WHAT THE EXERCISE ASKS | Your answer should be the full set of entries, given again without alteration.

===== INPUT FOR THIS TASK =====

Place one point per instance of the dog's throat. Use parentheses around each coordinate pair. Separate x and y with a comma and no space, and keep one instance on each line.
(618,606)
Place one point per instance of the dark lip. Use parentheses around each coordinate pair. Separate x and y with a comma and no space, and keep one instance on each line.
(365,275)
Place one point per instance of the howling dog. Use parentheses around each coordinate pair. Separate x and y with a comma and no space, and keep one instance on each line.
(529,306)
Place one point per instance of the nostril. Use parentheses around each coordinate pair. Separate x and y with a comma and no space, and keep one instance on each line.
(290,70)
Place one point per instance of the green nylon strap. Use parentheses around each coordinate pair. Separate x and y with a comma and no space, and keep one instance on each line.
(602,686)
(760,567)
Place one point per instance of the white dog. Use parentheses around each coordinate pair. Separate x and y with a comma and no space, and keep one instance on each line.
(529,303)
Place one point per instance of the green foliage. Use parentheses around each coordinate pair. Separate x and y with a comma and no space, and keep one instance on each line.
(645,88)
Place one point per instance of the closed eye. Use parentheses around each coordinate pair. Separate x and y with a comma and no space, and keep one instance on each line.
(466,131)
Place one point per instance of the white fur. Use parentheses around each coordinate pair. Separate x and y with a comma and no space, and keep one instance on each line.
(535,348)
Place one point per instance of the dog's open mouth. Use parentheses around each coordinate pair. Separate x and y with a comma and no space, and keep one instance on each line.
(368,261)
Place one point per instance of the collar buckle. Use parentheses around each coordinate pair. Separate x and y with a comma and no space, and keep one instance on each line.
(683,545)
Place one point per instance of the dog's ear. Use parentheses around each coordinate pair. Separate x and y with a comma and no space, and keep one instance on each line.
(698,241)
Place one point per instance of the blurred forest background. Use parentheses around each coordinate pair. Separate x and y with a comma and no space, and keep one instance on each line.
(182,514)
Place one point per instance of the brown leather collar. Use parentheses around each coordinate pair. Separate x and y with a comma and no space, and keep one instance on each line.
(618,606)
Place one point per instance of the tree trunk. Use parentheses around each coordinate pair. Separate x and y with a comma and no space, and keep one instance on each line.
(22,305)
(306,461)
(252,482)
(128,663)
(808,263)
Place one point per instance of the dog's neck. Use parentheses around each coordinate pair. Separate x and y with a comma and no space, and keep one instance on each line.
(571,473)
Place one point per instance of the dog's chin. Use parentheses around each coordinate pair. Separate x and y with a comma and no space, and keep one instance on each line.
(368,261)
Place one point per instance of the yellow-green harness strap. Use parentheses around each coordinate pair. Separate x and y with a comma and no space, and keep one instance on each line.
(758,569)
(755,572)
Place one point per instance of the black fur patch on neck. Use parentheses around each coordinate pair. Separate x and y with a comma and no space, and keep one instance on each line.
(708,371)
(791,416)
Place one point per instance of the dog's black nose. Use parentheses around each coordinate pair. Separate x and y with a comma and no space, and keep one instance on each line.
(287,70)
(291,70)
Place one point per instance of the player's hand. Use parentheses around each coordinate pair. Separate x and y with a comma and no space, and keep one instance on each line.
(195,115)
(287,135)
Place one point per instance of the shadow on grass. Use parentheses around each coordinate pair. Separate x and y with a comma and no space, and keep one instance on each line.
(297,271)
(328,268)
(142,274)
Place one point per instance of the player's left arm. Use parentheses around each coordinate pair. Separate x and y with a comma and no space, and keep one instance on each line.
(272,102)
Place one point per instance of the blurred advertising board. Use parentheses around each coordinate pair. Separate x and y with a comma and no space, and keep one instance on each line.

=====

RESPONSE TO THIS TASK |
Place one point per instance of the dog's throat. Use parentheses around each coordinate pair. Separate x and y with a comma and no space, and keep one instance on each line.
(618,606)
Place one point per instance of the dark lip. Use parentheses around each coordinate pair. Separate x and y with a comma and no space, and keep one instance on each line.
(365,275)
Place one point per instance of the howling dog. Use parentheses around each coordinate pair. Separate x and y with a comma and no space, and keep one instance on each line.
(529,306)
Place one point per instance of the nostril. Use parentheses around each coordinate pair. Separate x and y with a comma and no space, and keep one instance on each line.
(290,70)
Place one point per instance of the green nylon strap. Use parentheses around each coordinate pair. Separate x and y with a comma and no space, and keep one instance on each line.
(602,686)
(760,567)
Place one point per instance of the white dog. Use parentheses around each coordinate pair. Separate x and y with a comma and no space, and keep one instance on each line.
(529,303)
Place one point per instance of the green foliage. Use parentheses around each coordinate pair. Separate x and y with a comma and no space, and keep one instance on each line.
(645,88)
Place one point per instance of the closed eye. Use parentheses around each coordinate pair. Separate x and y with a comma and no space, and keep one instance on each line.
(466,131)
Place one point per instance of the white fur. Use parentheses around each coordinate pair. Separate x and y with a comma and no space, and keep one instance on each line.
(535,348)
Place one point per instance of the dog's open mouth. Use parentheses around each coordinate pair. Separate x and y with a comma and no space, and keep one instance on each line.
(368,261)
Place one point per instance of the collar buckle. Use parentheses around each coordinate pair. Separate x and y with a comma and no space, and keep one instance on each line.
(683,545)
Place one point per instance of the dog's ear. Use parentheses around each coordinate pair. Separate x and y with a comma and no space, and keep one instance on each line.
(698,241)
Place one point per instance of the blurred forest background. Use parentheses around each coordinate pair. Separate x and y with a comma and no space, and keep one instance on each line.
(182,514)
Place one point per instance of the brown leather collar. Use parentheses around each coordinate pair. Separate x and y with a comma and no space, and keep one instance on each line.
(618,606)
Place one point per instance of the tree trunk. Use parentheses around each coordinate pair. Separate x and y with a comma and no space, and keep one instance on each line.
(22,305)
(306,461)
(252,482)
(128,663)
(808,263)
Place one point per instance of the dog's neck. Use parentheses around each coordinate pair. Separate x and y with a comma and no space, and keep one instance on each line.
(571,473)
Place one point per instance of the dog's chin. Use parentheses around each coordinate pair. Separate x and y with a comma and no space, and keep one instance on each line.
(368,261)
Place one point per instance of the yellow-green harness strap. Use parentheses around each coordinate pair. Separate x and y with a comma and no space, and keep one instance on each line.
(758,569)
(755,572)
Place one point per instance of the black fur patch on neck. Use parentheses around each coordinate pair. Separate x and y with a comma and no space, and keep one instance on each line.
(708,371)
(791,416)
Place one point per instance of the dog's black nose. Use parentheses around each coordinate pair. Separate x and y with a comma and no space, and keep one instance on each line.
(287,70)
(291,70)
Place one point per instance of the player's hand. Use parentheses around each coordinate pair. Separate x and y with a comma and no space, and keep one instance on each line.
(195,115)
(287,135)
Place one point per instance of the shadow on grass. Use parentheses around each coordinate pair. Separate x and y with a comma and no space, and keep one instance on each line.
(297,271)
(328,268)
(142,274)
Place one point per instance of the player's left arm. Use parentheses around each coordinate pair. Separate x and y with a comma and no space, and keep one instance on each line.
(272,102)
Place one point per instance of the blurred advertising board. Use parentheses around each coordinate pair. Separate x and y with a comma and no space, and keep one instance on each line.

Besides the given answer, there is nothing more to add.